:: DATA IN THIS EXERCISE

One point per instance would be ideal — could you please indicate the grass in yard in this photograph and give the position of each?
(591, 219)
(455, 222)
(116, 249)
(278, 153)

::::

_GIVEN REQUEST:_ Reproduce the material above verbatim, line for line, with no changes.

_OUTPUT FOR THIS TASK:_
One point per instance would be ideal — could you please indicate the grass in yard in this photograph and give the position of each?
(591, 219)
(455, 222)
(116, 249)
(278, 153)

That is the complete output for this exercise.